Requirements — Write out the full listing again, exactly as it stands.

Data —
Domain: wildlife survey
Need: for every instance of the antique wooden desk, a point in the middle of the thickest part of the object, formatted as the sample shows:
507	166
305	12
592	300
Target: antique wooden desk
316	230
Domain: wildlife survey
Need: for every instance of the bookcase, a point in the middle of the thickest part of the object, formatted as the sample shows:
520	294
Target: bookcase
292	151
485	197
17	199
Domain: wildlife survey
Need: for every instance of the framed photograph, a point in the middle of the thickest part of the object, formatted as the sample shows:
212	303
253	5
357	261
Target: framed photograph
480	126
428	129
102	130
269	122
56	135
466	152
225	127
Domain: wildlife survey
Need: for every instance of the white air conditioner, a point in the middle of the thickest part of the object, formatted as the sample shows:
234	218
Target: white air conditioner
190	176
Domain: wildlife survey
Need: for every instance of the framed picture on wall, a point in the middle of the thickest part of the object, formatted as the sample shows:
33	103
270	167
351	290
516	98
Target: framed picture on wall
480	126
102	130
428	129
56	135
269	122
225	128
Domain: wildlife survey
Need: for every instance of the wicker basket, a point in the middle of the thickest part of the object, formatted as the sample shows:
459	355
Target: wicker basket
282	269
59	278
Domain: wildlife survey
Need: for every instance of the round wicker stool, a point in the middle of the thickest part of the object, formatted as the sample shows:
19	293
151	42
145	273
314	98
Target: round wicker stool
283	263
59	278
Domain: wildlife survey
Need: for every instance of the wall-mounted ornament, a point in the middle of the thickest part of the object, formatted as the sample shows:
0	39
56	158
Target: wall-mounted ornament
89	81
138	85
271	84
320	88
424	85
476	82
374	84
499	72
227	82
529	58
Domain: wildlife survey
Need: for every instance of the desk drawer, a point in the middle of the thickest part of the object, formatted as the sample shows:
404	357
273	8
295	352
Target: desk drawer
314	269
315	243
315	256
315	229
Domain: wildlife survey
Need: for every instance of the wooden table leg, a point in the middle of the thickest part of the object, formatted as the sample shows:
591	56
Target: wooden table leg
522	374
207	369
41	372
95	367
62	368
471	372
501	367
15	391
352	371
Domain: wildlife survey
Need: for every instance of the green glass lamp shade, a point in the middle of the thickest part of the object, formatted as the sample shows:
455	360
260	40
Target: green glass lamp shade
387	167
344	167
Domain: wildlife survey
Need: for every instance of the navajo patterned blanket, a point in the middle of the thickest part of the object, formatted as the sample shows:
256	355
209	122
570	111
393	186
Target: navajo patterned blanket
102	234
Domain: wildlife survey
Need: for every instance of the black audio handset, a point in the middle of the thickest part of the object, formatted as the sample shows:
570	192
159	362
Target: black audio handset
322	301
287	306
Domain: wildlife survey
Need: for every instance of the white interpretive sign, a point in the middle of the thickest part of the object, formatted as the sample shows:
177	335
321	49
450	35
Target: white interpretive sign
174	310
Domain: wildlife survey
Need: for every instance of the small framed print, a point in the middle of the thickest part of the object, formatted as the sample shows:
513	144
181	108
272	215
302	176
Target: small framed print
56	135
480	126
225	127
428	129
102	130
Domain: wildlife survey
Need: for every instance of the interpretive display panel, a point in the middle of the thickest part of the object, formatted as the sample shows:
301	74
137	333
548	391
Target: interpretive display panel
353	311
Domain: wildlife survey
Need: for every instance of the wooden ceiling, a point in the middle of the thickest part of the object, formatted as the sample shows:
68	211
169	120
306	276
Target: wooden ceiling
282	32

Worked solution —
Domain: wildlife survey
Need: for every instance of the antique wooden desk, a point in the middle of the thickest part of the object, formatted as the sample shows:
507	166
305	12
592	300
Target: antique wooden desk
316	230
Domain: wildlife survey
Need: for every instance of the bookcase, a point in the middle of the thickest part of the object, formatted as the sample shows:
520	294
Target: bookcase
292	151
485	197
17	199
Domain: wildlife survey
Need: for every instance of the framed photograph, a point in the middle of the thickest part of the object, formatted as the sample shows:
212	303
253	5
357	261
Target: framed photograph
480	126
428	129
102	130
269	122
56	135
466	152
225	127
Domain: wildlife survey
Need: for every instance of the white air conditioner, a point in the middle of the thickest part of the object, formatted as the sample shows:
234	218
Target: white air conditioner
190	176
Domain: wildlife survey
Need: for every instance of the framed picture on wall, a point in the middle of the thickest part of the object, formatted as the sample shows:
33	103
270	167
351	290
516	98
Target: framed picture on wall
480	126
102	130
428	129
56	135
269	122
225	128
Domain: wildlife survey
Need: for every instance of the wicker basket, a point in the middle of the thickest part of the object, formatted as the sample shows:
459	355
Target: wicker basket
282	269
59	278
Domain: wildlife survey
Need: for every instance of the round wicker stool, a point in the middle of the thickest part of the object, formatted as the sample shows:
19	293
151	42
145	273
314	98
Target: round wicker stool
283	263
59	278
Domain: wildlife survey
Need: for every instance of the wall-mounted ornament, a point in the middle of the thickest part of the object, formatted as the sample shows:
0	39
56	158
Target: wall-mounted ornament
89	81
138	85
271	84
320	88
424	85
476	82
374	84
499	72
227	82
529	58
Domain: wildlife survey
Need: for every instance of the desk drawer, a point in the middle of the thickest part of the object, formatted as the sample shows:
404	357
273	8
295	352
Target: desk drawer
314	269
315	243
315	256
315	229
Domain: wildlife survey
Need: for every instance of the wooden table leg, a point in the middle of the thickest part of the object, formatted as the sample shows:
591	56
Target: wooden table leg
522	374
207	369
41	372
95	367
62	368
471	372
501	367
15	391
352	371
Domain: wildlife survey
Need: for every instance of the green glass lamp shade, a point in the middle of the thickest part of the object, formatted as the sample shows:
455	360
260	40
Target: green glass lamp shade
387	167
344	167
Domain: wildlife survey
Need: for every instance of the navajo patterned blanket, a point in the middle of the thickest part of the object, formatted as the sample shows:
256	355
209	122
570	111
393	186
Target: navajo patterned blanket
102	234
Domain: wildlife survey
Need: for every instance of the black audio handset, a point in the middle of the thickest part of the object, formatted as the sample shows:
570	192
159	362
Target: black audio handset
322	301
287	306
Domain: wildlife survey
Need: for every instance of the white interpretive sign, a point in the middle of the thickest part of the object, formatted as the sample shows:
177	335
321	49
450	35
Target: white interpretive sign
174	310
Domain: wildlife survey
Need: for every instance of the small framed print, a point in the middle of the thickest part of the object, formatted as the sample shows:
513	144
181	108
272	215
302	176
Target: small framed print
56	135
480	126
225	127
428	129
102	130
Domain: wildlife survey
Need: for every instance of the interpretive display panel, a point in the middle of the thickest part of the object, formatted as the sample shows:
301	74
137	333
548	391
Target: interpretive display panel
353	311
Domain: wildlife survey
Need: for every instance of the wooden ceiling, a point in the middle of the thickest part of the object, formatted as the sample shows:
68	211
169	120
306	276
Target: wooden ceiling
282	32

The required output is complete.